ST. LOUIS.
In one of my last Letters from Fort Gibson, written some months since. I promised to open my note-book on a future occasion, to give some further account of tribes and remnants of tribes located in that vicinity, amongst whom I had been spending some time with my pen and my pencil; and having since that time extended my rambles over much of that ground again, and also through the regions of the East and South East, from whence the most of those tribes have emigrated; I consider this a proper time to say something more of them, and their customs and condition, before I go farther.
The most of these, as I have said, are tribes or parts of tribes which the Government has recently, by means of Treaty stipulations, removed to that wild and distant country, on to lands which have been given to them in exchange for their valuable possessions within the States, ten or twelve hundred miles to the East.
Of a number of such reduced and removed tribes, who have been located West of the Missouri, and North of St. Louis, I have already spoken in a former Letter, and shall yet make brief mention of another, which has been conducted to the same region—and then direct the attention of the reader to those which are settled in the neighbourhood of Fort Gibson, who are the Cherokees—Creeks—Choctaws—Chickasaws—Seminoles, and Euchees.
The people above alluded to are the
SHA-WA-NO’S.
The history of this once powerful tribe is so closely and necessarily connected with that of the United States, and the revolutionary war, that it is generally pretty well understood. This tribe formerly inhabited great parts of the states of Pennsylvania, New Jersey, (and for the last sixty years,) a part of the states of Ohio and Indiana, to which they had removed; and now, a considerable portion of them, a tract of country several hundred miles West of the Mississippi, which has been conveyed to them by Government in exchange for their lands in Ohio, from which it is expected the remainder of the tribe will soon move. It has been said that this tribe came formerly from Florida, but I do not believe it. The mere fact, that there is found in East Florida a river by the name of Su-wa-nee, which bears some resemblance to Sha-wa-no, seems, as far as I can learn, to be the principal evidence that has been adduced for the fact. They have evidently been known, and that within the scope of our authenticated history, on the Atlantic coast—on the Delaware and Chesapeak bays. And after that, have fought their way against every sort of trespass and abuse—against the bayonet and disease, through the states of Pennsylvania, Delaware and Ohio, Indiana, Illinois and Missouri, to their present location near the Konzas River, at least 1500 miles from their native country.

▶ _Data section_
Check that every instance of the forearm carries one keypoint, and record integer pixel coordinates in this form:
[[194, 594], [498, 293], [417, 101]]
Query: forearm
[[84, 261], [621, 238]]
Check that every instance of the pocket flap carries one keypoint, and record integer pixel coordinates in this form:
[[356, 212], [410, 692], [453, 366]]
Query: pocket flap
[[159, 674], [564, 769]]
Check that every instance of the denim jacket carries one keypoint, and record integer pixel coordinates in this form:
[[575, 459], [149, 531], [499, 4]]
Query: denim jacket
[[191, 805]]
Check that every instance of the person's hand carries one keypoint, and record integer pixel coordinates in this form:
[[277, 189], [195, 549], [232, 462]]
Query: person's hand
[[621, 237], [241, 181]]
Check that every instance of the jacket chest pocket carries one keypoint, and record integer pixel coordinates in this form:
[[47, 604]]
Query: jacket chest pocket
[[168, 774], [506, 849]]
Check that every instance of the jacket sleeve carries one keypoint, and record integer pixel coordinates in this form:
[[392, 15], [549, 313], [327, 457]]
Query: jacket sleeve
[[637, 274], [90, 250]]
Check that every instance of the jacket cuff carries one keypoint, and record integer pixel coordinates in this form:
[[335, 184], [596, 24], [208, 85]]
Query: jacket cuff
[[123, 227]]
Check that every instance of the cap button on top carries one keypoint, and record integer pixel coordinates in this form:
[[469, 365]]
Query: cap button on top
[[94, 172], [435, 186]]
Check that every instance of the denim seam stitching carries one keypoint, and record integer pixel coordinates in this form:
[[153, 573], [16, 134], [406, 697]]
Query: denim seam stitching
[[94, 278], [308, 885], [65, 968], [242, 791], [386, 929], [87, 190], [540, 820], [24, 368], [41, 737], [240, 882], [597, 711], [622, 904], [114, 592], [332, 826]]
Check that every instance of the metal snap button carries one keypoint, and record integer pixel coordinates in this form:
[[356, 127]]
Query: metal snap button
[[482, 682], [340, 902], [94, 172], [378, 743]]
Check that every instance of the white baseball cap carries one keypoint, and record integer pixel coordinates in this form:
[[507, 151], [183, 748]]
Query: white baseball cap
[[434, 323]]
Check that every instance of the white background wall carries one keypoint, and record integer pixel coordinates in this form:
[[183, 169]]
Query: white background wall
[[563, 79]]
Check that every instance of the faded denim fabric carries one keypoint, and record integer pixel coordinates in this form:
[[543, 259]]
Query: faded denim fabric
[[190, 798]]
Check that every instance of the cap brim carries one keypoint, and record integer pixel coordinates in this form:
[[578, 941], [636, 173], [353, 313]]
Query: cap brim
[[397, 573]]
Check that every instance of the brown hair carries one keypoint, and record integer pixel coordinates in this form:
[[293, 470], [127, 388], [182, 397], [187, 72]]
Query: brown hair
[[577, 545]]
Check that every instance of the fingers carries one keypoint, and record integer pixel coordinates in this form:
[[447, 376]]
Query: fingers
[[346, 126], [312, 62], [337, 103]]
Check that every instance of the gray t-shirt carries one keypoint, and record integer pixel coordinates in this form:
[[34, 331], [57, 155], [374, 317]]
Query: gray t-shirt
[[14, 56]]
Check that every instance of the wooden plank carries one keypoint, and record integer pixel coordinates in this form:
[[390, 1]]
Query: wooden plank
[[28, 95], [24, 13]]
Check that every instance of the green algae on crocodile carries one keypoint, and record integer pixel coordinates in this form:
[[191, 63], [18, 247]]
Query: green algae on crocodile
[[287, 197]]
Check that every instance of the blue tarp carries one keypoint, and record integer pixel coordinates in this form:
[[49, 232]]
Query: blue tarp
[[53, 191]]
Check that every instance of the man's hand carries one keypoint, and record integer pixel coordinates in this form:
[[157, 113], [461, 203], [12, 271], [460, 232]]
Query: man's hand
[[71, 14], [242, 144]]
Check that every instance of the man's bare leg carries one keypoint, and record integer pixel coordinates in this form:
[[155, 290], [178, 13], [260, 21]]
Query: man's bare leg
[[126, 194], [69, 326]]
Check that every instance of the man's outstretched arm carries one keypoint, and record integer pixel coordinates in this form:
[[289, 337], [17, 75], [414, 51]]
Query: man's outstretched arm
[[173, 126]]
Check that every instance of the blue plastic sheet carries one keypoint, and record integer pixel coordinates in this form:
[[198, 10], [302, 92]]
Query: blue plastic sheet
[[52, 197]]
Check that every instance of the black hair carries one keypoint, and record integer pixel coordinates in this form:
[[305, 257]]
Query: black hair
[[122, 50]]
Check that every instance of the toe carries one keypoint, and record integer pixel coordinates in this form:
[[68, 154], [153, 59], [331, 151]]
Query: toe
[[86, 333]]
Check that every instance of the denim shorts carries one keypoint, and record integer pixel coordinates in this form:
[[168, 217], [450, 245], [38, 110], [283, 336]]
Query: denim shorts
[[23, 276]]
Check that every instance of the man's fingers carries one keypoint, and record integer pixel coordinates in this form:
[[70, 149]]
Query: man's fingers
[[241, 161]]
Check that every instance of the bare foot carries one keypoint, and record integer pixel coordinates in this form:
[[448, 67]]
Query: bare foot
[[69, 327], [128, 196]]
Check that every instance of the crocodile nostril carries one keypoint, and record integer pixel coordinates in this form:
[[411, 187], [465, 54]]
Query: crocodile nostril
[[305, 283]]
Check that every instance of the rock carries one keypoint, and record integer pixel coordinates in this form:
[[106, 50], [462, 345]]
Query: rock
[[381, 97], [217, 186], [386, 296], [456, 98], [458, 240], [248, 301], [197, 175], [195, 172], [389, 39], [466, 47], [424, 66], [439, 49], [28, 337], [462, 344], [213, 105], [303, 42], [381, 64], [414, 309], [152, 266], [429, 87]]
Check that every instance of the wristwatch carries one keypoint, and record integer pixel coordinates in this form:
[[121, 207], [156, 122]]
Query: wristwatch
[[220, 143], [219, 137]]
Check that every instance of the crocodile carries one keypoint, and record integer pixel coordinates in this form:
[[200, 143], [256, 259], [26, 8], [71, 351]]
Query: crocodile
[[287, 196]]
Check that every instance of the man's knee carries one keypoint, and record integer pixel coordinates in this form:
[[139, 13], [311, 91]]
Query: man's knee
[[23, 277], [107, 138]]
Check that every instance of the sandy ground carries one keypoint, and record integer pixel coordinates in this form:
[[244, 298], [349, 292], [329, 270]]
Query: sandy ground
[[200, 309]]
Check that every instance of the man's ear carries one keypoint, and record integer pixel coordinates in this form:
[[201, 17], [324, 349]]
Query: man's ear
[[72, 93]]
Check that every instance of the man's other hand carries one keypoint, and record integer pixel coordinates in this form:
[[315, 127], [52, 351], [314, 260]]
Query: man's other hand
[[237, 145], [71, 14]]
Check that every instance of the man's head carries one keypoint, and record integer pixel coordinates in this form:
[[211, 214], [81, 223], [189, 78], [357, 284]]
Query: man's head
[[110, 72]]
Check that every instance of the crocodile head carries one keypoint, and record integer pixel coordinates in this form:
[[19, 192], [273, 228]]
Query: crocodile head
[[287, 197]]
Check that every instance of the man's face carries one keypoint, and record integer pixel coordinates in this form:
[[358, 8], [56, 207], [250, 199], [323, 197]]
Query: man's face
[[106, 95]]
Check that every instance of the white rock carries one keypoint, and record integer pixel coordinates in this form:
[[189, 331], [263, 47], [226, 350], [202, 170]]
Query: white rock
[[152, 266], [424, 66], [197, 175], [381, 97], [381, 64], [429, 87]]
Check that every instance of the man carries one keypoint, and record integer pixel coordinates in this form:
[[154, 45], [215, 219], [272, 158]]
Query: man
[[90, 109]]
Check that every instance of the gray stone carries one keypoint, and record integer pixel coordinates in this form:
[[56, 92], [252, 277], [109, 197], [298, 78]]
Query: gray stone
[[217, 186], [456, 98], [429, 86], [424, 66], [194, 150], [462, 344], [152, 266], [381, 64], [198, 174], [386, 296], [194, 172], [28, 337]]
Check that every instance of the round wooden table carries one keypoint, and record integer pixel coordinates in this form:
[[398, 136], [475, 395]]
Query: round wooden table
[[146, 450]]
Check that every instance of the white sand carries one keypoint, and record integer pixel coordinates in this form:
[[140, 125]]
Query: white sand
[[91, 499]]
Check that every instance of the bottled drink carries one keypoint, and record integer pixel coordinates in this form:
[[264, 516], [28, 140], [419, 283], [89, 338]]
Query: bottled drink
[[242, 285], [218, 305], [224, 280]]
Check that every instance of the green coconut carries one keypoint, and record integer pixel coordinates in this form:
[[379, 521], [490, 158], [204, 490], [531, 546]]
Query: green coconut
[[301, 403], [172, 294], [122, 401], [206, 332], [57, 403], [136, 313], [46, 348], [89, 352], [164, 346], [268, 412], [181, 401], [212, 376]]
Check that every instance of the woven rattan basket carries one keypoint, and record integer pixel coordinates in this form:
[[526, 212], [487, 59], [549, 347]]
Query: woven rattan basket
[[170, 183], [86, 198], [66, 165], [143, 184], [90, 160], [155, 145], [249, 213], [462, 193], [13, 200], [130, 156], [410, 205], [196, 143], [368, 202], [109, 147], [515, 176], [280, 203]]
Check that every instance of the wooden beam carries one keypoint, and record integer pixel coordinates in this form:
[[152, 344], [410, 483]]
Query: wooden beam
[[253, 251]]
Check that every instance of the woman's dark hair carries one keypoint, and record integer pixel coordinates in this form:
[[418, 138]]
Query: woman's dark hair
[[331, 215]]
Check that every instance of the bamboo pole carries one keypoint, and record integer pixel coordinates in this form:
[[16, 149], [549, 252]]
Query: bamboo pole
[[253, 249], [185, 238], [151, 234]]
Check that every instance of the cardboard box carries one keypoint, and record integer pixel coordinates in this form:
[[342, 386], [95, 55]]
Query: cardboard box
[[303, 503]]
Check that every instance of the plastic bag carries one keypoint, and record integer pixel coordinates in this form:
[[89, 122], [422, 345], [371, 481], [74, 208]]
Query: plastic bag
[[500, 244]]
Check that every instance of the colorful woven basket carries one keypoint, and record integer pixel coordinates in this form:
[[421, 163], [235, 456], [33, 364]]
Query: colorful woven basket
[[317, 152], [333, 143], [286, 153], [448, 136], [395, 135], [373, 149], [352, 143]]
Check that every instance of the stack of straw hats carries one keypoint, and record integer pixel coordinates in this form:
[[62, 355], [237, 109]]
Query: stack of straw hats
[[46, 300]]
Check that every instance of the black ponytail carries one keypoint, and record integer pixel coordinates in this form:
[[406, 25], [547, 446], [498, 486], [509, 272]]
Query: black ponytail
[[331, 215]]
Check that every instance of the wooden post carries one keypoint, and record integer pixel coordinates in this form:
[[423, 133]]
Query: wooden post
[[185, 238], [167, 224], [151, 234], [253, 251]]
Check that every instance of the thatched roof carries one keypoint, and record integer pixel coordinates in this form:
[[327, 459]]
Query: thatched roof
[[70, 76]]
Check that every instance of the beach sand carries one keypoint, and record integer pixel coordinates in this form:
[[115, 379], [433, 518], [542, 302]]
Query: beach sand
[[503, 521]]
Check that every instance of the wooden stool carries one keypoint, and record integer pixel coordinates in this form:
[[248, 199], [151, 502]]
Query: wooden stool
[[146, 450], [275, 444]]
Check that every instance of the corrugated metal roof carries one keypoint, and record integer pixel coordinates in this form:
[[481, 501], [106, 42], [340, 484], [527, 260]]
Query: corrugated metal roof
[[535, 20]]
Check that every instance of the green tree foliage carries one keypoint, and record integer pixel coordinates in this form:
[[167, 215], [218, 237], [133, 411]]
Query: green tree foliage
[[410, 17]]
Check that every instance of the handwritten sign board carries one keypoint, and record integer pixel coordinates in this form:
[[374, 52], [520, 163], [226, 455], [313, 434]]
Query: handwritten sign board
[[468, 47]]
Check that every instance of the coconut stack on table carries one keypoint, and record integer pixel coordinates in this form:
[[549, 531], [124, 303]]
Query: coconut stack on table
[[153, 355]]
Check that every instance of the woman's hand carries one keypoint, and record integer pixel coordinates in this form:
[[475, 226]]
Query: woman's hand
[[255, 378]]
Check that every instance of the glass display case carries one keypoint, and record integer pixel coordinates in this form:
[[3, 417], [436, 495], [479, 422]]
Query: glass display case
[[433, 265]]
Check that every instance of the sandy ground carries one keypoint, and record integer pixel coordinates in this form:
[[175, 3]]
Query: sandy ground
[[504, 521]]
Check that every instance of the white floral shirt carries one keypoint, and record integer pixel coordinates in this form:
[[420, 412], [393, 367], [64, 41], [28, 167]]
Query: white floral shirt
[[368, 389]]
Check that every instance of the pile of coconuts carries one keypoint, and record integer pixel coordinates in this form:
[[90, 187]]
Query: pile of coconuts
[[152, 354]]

▶ _Questions_
**a.** Write out the passage of the letter about the removed tribes word for word, beginning at the words "Of a number" and stopping after "Cherokees—Creeks—Choctaws—Chickasaws—Seminoles, and Euchees.".
**b.** For each statement, say whether the letter about the removed tribes agrees with it, answering yes or no and quoting the words that decide it: (i) The writer believes the Sha-wa-no's originally came from Florida. (ii) The tribe's present location near the Konzas River is at least 1500 miles from their native country. (iii) The Euchees are among the tribes settled in the neighbourhood of Fort Gibson.
**c.** Carry on the letter about the removed tribes from its last sentence, keeping its voice and subject.
The entries that come after the letter about the removed tribes are separate material and are not part of it.

▶ _Expected results_
**a.**
Of a number of such reduced and removed tribes, who have been located West of the Missouri, and North of St. Louis, I have already spoken in a former Letter, and shall yet make brief mention of another, which has been conducted to the same region—and then direct the attention of the reader to those which are settled in the neighbourhood of Fort Gibson, who are the Cherokees—Creeks—Choctaws—Chickasaws—Seminoles, and Euchees.

**b.**
(i) No: "It has been said that this tribe came formerly from Florida, but I do not believe it."
(ii) Yes: "to their present location near the Konzas River, at least 1500 miles from their native country."
(iii) Yes: "who are the Cherokees—Creeks—Choctaws—Chickasaws—Seminoles, and Euchees."

**c.**
This tribe and the Delawares, of whom I have spoken, were neighbours on the Atlantic coast, and alternately allies and enemies, have retrograded and retreated together—have fought their enemies united, and fought each other, until their remnants that have outlived their nation’s calamities, have now settled as neighbours together in the Western wilds; where, it is probable, the sweeping hand of death will soon relieve them from further necessity of warring or moving; and the Government, from the necessity or policy of proposing to them a yet more distant home. In their long and disastrous pilgrimage, both of these tribes laid claim to, and alternately occupied the beautiful and renowned valley of Wy-ô-ming; and after strewing the Susquehana’s lovely banks with their bones, and their tumuli, they both yielded at last to the dire necessity, which follows all civilized intercourse with natives, and fled to the Alleghany, and at last to the banks of the Ohio; where necessity soon came again, and again, and again, until the great “Guardian” of all “red children” placed them where they now are.
There are of this tribe remaining about 1200; some few of whom are agriculturists, and industrious and temperate, and religious people; but the greater proportion of them are miserably poor and dependent, having scarcely the ambition to labour or to hunt, and a passion for whiskey-drinking, that sinks them into the most abject poverty, as they will give the last thing they possess for a drink of it.
There is not a tribe on the Continent whose history is more interesting than that of the Shawanos, nor any one that has produced more extraordinary men.